EXERCISE DETAILS —
Go through the entries below and collect each line with the string "wooden" in it.

------ DATA SECTION ------

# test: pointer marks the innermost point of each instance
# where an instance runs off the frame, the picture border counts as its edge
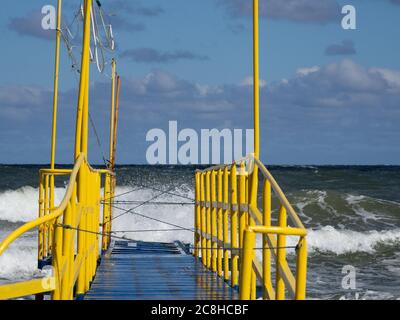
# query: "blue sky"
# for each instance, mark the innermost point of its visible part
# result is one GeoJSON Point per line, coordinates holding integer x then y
{"type": "Point", "coordinates": [331, 96]}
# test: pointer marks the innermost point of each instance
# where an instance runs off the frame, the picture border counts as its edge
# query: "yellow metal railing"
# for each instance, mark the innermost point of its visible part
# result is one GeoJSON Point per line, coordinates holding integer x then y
{"type": "Point", "coordinates": [68, 234]}
{"type": "Point", "coordinates": [227, 221]}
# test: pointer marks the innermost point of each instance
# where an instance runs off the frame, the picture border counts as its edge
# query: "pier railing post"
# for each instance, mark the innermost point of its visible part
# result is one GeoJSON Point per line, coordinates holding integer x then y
{"type": "Point", "coordinates": [213, 221]}
{"type": "Point", "coordinates": [226, 223]}
{"type": "Point", "coordinates": [234, 226]}
{"type": "Point", "coordinates": [219, 222]}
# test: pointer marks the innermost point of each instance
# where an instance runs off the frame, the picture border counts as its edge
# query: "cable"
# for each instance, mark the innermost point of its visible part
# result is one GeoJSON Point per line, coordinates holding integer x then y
{"type": "Point", "coordinates": [65, 226]}
{"type": "Point", "coordinates": [154, 203]}
{"type": "Point", "coordinates": [168, 192]}
{"type": "Point", "coordinates": [98, 140]}
{"type": "Point", "coordinates": [139, 205]}
{"type": "Point", "coordinates": [151, 218]}
{"type": "Point", "coordinates": [148, 230]}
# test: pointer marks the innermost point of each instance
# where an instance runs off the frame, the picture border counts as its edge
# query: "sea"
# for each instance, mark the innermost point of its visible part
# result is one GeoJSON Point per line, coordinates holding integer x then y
{"type": "Point", "coordinates": [352, 214]}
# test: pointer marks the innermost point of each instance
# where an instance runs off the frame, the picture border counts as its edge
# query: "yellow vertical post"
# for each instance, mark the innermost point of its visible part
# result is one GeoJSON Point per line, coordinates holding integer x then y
{"type": "Point", "coordinates": [197, 216]}
{"type": "Point", "coordinates": [82, 105]}
{"type": "Point", "coordinates": [203, 221]}
{"type": "Point", "coordinates": [249, 239]}
{"type": "Point", "coordinates": [47, 239]}
{"type": "Point", "coordinates": [41, 214]}
{"type": "Point", "coordinates": [208, 218]}
{"type": "Point", "coordinates": [57, 261]}
{"type": "Point", "coordinates": [213, 222]}
{"type": "Point", "coordinates": [116, 122]}
{"type": "Point", "coordinates": [55, 93]}
{"type": "Point", "coordinates": [112, 111]}
{"type": "Point", "coordinates": [68, 255]}
{"type": "Point", "coordinates": [106, 201]}
{"type": "Point", "coordinates": [256, 79]}
{"type": "Point", "coordinates": [83, 77]}
{"type": "Point", "coordinates": [242, 202]}
{"type": "Point", "coordinates": [301, 273]}
{"type": "Point", "coordinates": [220, 221]}
{"type": "Point", "coordinates": [225, 223]}
{"type": "Point", "coordinates": [234, 225]}
{"type": "Point", "coordinates": [281, 256]}
{"type": "Point", "coordinates": [266, 249]}
{"type": "Point", "coordinates": [55, 101]}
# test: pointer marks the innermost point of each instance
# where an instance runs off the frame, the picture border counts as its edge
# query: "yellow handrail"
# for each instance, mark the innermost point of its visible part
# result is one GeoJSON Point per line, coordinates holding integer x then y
{"type": "Point", "coordinates": [236, 194]}
{"type": "Point", "coordinates": [47, 218]}
{"type": "Point", "coordinates": [68, 235]}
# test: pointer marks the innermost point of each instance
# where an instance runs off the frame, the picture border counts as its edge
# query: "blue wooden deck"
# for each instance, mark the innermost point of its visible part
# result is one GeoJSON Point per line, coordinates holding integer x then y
{"type": "Point", "coordinates": [138, 270]}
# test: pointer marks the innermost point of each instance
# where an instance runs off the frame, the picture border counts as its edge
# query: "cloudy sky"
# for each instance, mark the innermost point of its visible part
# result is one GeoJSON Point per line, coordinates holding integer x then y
{"type": "Point", "coordinates": [328, 96]}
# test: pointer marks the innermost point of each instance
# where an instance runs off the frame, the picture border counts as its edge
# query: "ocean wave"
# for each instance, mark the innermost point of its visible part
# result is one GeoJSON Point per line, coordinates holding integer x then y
{"type": "Point", "coordinates": [21, 205]}
{"type": "Point", "coordinates": [19, 261]}
{"type": "Point", "coordinates": [329, 239]}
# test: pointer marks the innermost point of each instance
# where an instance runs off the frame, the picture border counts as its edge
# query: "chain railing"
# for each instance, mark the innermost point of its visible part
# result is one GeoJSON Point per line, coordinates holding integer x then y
{"type": "Point", "coordinates": [68, 237]}
{"type": "Point", "coordinates": [227, 221]}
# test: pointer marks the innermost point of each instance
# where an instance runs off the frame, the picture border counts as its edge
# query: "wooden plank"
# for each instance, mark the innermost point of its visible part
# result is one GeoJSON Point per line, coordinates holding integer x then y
{"type": "Point", "coordinates": [138, 270]}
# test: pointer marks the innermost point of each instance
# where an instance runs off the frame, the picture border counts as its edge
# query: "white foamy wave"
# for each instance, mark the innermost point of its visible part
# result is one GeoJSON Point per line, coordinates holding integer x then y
{"type": "Point", "coordinates": [329, 239]}
{"type": "Point", "coordinates": [19, 261]}
{"type": "Point", "coordinates": [21, 205]}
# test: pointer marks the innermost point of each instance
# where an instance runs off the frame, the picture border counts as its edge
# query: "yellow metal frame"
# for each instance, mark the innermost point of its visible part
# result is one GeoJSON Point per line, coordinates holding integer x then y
{"type": "Point", "coordinates": [248, 271]}
{"type": "Point", "coordinates": [73, 227]}
{"type": "Point", "coordinates": [68, 234]}
{"type": "Point", "coordinates": [238, 211]}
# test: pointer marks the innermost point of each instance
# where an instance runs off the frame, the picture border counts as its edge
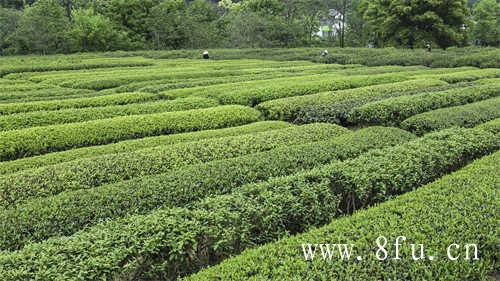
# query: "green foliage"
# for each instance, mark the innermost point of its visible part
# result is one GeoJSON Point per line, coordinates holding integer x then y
{"type": "Point", "coordinates": [413, 23]}
{"type": "Point", "coordinates": [95, 32]}
{"type": "Point", "coordinates": [167, 243]}
{"type": "Point", "coordinates": [468, 115]}
{"type": "Point", "coordinates": [334, 106]}
{"type": "Point", "coordinates": [44, 118]}
{"type": "Point", "coordinates": [486, 27]}
{"type": "Point", "coordinates": [115, 99]}
{"type": "Point", "coordinates": [133, 145]}
{"type": "Point", "coordinates": [189, 183]}
{"type": "Point", "coordinates": [42, 29]}
{"type": "Point", "coordinates": [433, 216]}
{"type": "Point", "coordinates": [394, 110]}
{"type": "Point", "coordinates": [92, 172]}
{"type": "Point", "coordinates": [39, 140]}
{"type": "Point", "coordinates": [130, 15]}
{"type": "Point", "coordinates": [261, 91]}
{"type": "Point", "coordinates": [9, 19]}
{"type": "Point", "coordinates": [491, 126]}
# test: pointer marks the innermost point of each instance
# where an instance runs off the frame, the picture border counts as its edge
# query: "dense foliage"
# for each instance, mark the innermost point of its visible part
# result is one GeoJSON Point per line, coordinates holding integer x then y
{"type": "Point", "coordinates": [427, 216]}
{"type": "Point", "coordinates": [61, 26]}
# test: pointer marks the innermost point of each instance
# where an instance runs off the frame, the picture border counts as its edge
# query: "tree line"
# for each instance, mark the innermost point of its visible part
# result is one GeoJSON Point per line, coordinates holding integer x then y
{"type": "Point", "coordinates": [64, 26]}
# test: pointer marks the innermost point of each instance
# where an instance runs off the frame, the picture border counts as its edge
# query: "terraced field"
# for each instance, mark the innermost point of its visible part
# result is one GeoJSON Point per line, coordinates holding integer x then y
{"type": "Point", "coordinates": [133, 166]}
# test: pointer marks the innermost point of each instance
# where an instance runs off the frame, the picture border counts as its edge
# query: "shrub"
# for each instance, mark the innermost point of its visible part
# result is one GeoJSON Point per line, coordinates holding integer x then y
{"type": "Point", "coordinates": [470, 75]}
{"type": "Point", "coordinates": [467, 115]}
{"type": "Point", "coordinates": [57, 63]}
{"type": "Point", "coordinates": [171, 242]}
{"type": "Point", "coordinates": [432, 216]}
{"type": "Point", "coordinates": [291, 109]}
{"type": "Point", "coordinates": [394, 110]}
{"type": "Point", "coordinates": [39, 140]}
{"type": "Point", "coordinates": [68, 212]}
{"type": "Point", "coordinates": [116, 99]}
{"type": "Point", "coordinates": [91, 172]}
{"type": "Point", "coordinates": [491, 126]}
{"type": "Point", "coordinates": [7, 167]}
{"type": "Point", "coordinates": [72, 115]}
{"type": "Point", "coordinates": [309, 86]}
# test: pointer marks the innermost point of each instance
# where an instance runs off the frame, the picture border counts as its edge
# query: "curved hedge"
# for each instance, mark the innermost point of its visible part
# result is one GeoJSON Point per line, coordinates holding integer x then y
{"type": "Point", "coordinates": [468, 115]}
{"type": "Point", "coordinates": [469, 75]}
{"type": "Point", "coordinates": [115, 99]}
{"type": "Point", "coordinates": [7, 167]}
{"type": "Point", "coordinates": [68, 212]}
{"type": "Point", "coordinates": [274, 87]}
{"type": "Point", "coordinates": [394, 110]}
{"type": "Point", "coordinates": [432, 215]}
{"type": "Point", "coordinates": [293, 108]}
{"type": "Point", "coordinates": [52, 63]}
{"type": "Point", "coordinates": [39, 140]}
{"type": "Point", "coordinates": [45, 118]}
{"type": "Point", "coordinates": [254, 96]}
{"type": "Point", "coordinates": [91, 172]}
{"type": "Point", "coordinates": [491, 126]}
{"type": "Point", "coordinates": [171, 242]}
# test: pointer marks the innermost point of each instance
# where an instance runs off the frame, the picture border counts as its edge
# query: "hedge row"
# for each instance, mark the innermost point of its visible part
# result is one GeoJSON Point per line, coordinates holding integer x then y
{"type": "Point", "coordinates": [253, 97]}
{"type": "Point", "coordinates": [118, 79]}
{"type": "Point", "coordinates": [171, 242]}
{"type": "Point", "coordinates": [91, 172]}
{"type": "Point", "coordinates": [38, 64]}
{"type": "Point", "coordinates": [43, 94]}
{"type": "Point", "coordinates": [40, 140]}
{"type": "Point", "coordinates": [160, 69]}
{"type": "Point", "coordinates": [69, 212]}
{"type": "Point", "coordinates": [491, 126]}
{"type": "Point", "coordinates": [354, 70]}
{"type": "Point", "coordinates": [468, 115]}
{"type": "Point", "coordinates": [156, 86]}
{"type": "Point", "coordinates": [44, 118]}
{"type": "Point", "coordinates": [7, 167]}
{"type": "Point", "coordinates": [115, 99]}
{"type": "Point", "coordinates": [470, 75]}
{"type": "Point", "coordinates": [293, 108]}
{"type": "Point", "coordinates": [458, 208]}
{"type": "Point", "coordinates": [394, 110]}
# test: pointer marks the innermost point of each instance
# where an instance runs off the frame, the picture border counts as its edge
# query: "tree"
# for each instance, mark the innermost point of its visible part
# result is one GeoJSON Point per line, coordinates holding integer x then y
{"type": "Point", "coordinates": [42, 29]}
{"type": "Point", "coordinates": [486, 28]}
{"type": "Point", "coordinates": [94, 32]}
{"type": "Point", "coordinates": [131, 15]}
{"type": "Point", "coordinates": [410, 23]}
{"type": "Point", "coordinates": [9, 19]}
{"type": "Point", "coordinates": [166, 25]}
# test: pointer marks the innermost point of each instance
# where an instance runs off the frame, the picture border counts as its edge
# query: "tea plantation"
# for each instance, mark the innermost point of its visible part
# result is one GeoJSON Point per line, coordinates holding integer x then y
{"type": "Point", "coordinates": [160, 165]}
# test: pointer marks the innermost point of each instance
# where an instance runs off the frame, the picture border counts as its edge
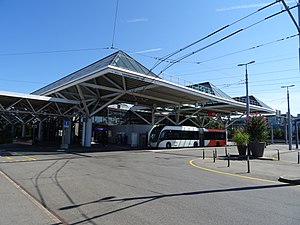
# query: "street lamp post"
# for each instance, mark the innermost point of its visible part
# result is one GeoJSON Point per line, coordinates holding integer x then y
{"type": "Point", "coordinates": [247, 107]}
{"type": "Point", "coordinates": [289, 114]}
{"type": "Point", "coordinates": [247, 94]}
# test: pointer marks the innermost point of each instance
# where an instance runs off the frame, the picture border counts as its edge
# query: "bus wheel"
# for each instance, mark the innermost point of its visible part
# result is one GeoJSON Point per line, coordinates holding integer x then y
{"type": "Point", "coordinates": [168, 145]}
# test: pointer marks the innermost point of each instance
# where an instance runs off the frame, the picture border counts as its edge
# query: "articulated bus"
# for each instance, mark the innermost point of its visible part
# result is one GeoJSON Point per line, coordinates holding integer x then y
{"type": "Point", "coordinates": [185, 136]}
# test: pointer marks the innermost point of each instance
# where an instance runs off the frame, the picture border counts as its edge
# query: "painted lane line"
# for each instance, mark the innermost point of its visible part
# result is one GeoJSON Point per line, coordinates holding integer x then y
{"type": "Point", "coordinates": [25, 156]}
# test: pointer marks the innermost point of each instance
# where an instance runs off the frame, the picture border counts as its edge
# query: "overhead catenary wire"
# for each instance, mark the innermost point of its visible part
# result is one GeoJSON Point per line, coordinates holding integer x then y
{"type": "Point", "coordinates": [165, 58]}
{"type": "Point", "coordinates": [53, 51]}
{"type": "Point", "coordinates": [115, 25]}
{"type": "Point", "coordinates": [222, 39]}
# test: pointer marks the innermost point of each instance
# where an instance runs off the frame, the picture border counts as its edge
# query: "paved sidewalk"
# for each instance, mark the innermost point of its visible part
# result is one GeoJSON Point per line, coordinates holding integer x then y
{"type": "Point", "coordinates": [19, 208]}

------

THE ANSWER —
# query: "blue wooden deck"
# query: "wooden plank"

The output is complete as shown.